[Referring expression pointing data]
________________

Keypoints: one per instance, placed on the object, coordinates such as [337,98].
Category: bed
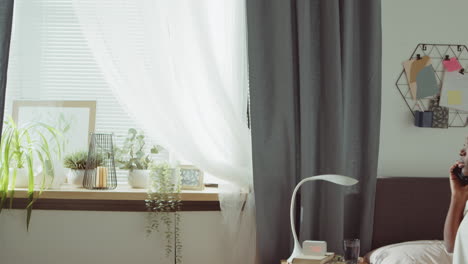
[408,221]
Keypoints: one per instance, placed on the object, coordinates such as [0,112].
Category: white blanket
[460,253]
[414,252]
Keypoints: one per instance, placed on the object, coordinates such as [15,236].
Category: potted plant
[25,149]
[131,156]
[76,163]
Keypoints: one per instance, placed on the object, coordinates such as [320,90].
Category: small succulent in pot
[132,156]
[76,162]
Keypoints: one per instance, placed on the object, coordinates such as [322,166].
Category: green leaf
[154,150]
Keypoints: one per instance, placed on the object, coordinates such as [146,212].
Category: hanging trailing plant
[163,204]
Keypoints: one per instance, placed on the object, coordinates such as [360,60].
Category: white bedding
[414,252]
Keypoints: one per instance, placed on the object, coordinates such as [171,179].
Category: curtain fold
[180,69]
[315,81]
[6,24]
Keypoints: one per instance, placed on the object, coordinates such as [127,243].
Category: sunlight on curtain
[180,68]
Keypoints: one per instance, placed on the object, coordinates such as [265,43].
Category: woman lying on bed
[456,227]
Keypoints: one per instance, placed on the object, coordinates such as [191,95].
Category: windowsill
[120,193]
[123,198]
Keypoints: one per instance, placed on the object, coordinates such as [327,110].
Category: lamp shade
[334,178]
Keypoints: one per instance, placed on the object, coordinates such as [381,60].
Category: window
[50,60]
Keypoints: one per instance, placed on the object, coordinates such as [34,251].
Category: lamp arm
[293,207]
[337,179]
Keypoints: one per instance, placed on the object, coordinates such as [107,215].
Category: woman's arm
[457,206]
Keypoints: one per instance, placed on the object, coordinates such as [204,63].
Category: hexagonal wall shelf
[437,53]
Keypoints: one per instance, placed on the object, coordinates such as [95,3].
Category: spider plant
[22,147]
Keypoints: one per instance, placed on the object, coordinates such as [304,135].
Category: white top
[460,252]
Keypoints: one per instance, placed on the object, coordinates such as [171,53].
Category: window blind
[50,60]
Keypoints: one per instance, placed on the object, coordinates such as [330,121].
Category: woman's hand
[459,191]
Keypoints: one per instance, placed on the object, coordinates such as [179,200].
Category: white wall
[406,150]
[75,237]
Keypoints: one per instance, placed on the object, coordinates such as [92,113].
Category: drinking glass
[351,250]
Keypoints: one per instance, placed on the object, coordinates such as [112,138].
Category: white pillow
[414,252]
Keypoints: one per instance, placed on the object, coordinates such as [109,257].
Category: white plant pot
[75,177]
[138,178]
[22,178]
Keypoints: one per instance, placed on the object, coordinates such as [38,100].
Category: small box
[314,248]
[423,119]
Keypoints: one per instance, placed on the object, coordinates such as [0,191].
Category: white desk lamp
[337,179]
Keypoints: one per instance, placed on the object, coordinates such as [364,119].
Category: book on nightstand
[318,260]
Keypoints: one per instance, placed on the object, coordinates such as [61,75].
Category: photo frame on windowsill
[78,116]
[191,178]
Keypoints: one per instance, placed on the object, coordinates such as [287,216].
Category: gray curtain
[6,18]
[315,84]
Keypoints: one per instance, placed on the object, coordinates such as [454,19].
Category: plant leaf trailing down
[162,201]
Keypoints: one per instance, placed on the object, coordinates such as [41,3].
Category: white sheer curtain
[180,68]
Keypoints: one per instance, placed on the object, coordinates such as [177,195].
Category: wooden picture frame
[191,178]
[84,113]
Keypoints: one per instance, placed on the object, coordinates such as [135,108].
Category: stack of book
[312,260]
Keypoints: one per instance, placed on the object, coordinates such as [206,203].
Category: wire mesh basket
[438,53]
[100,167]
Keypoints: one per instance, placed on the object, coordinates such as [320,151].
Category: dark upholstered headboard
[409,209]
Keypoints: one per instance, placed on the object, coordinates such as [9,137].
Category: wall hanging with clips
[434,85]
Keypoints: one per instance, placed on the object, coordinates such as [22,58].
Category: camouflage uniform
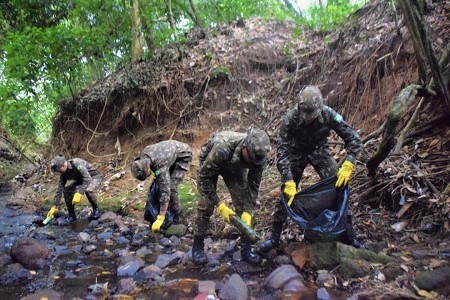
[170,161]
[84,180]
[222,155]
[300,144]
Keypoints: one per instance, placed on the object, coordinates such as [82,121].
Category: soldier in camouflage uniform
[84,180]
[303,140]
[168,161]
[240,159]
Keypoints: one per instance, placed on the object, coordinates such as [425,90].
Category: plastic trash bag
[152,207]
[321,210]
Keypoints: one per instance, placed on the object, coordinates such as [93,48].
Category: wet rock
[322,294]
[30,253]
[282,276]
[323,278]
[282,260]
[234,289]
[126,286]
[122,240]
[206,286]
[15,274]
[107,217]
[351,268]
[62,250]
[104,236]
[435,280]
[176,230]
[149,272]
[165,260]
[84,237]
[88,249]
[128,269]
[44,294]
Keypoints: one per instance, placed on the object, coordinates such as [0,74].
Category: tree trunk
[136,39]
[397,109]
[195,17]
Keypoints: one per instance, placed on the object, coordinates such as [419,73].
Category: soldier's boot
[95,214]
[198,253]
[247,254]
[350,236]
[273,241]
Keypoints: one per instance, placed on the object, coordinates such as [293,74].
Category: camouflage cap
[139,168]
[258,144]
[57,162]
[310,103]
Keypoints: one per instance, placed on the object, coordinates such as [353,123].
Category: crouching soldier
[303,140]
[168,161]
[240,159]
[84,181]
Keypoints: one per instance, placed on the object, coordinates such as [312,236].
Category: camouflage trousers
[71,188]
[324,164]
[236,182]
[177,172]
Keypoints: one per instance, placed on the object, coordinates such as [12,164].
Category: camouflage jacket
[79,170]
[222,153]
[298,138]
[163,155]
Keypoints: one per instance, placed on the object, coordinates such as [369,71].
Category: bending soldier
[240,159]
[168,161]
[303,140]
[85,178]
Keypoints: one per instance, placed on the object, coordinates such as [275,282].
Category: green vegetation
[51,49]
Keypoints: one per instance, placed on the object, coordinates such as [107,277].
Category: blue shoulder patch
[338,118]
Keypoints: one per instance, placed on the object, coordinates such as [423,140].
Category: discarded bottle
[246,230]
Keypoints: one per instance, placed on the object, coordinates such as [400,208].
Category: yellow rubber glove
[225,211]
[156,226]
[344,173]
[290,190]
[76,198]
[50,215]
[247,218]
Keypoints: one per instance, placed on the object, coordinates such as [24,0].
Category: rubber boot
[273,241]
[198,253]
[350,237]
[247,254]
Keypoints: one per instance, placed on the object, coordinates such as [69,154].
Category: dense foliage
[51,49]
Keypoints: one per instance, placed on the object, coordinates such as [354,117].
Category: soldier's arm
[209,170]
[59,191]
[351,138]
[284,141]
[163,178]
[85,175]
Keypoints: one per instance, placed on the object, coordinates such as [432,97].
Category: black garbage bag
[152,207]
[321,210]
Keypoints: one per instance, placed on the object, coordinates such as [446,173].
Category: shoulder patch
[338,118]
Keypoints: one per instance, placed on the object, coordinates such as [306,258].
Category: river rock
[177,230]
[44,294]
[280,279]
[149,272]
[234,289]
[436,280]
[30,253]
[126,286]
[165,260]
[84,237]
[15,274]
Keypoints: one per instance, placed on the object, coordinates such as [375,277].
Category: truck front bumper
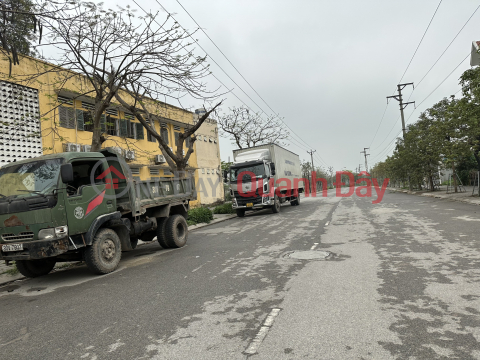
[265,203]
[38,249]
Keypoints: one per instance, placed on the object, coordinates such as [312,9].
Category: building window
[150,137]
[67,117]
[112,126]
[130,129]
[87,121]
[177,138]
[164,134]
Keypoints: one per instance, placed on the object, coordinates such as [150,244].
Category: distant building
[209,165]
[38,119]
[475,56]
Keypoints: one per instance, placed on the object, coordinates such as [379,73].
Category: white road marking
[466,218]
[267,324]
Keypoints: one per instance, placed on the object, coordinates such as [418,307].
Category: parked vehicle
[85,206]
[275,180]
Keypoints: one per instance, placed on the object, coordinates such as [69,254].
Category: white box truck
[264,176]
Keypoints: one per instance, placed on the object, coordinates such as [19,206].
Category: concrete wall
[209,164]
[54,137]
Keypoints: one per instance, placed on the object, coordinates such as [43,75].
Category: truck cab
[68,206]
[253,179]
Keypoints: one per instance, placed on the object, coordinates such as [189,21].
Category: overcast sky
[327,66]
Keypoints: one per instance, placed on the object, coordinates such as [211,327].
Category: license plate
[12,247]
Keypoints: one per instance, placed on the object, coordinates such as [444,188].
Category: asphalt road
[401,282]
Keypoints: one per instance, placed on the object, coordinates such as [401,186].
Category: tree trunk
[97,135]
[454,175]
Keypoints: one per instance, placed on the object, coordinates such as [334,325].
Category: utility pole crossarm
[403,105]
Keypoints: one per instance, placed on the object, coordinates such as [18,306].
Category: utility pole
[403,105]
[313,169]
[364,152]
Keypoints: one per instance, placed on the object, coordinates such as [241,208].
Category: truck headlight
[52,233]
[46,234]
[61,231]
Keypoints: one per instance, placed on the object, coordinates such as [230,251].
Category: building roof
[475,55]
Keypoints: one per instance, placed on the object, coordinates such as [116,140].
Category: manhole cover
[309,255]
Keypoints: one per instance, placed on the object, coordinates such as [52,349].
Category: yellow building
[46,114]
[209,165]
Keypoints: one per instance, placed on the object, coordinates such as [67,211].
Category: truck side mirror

________________

PROBLEM TO SOLVE: Look above for the line holding "such as [92,113]." and the line holding "such as [22,58].". Retype both, and every line between them, word for word and nothing else.

EXERCISE RESPONSE:
Keypoints: one per instance, placed on the object, coordinates such as [92,113].
Category: drinking glass
[351,250]
Keypoints: one per instance, placed on the object, coordinates such as [112,138].
Category: white pillow
[414,252]
Keypoints: one per instance, placed on the object, coordinates such as [109,257].
Category: white plant pot
[75,177]
[138,178]
[22,178]
Keypoints: one per instance, placed on the object, coordinates such as [38,100].
Category: small box
[314,248]
[423,119]
Keypoints: one per instance, placed on the object, coordinates such as [0,191].
Category: white desk lamp
[337,179]
Keypoints: one per instance, placed on the object, coordinates such as [364,119].
Category: book on nightstand
[318,260]
Keypoints: one per instance, placed on the object, coordinates such as [61,75].
Category: photo frame on windowsill
[78,116]
[191,178]
Keypoints: one per instance, placed on the object, coordinates such as [287,216].
Category: gray curtain
[6,18]
[315,84]
Keypoints: one per instance, placed on the object, coordinates such as [454,19].
Category: plant leaf trailing down
[162,201]
Keypoints: one per instance, placed on the object, coordinates such as [41,3].
Category: white sheer curtain
[180,68]
Keypoints: one per instance, placed on the object, coordinates such as [177,195].
Category: wooden picture frame
[191,178]
[84,113]
Keypoints: one per instance, placed on the object, coordinates such as [135,108].
Category: stack of book
[312,260]
Keypoints: one per instance, placed on the object, coordinates such as [206,203].
Category: wire mesh basket
[438,53]
[100,167]
Keypoints: one per instance, placed on the object, coordinates such as [320,151].
Category: dark upholstered headboard
[409,209]
Keypoints: one per instance, placed on the object, coordinates such as [9,137].
Category: wall hanging with clips
[434,85]
Keypoints: one per instance, placed on the object, coordinates such as [22,58].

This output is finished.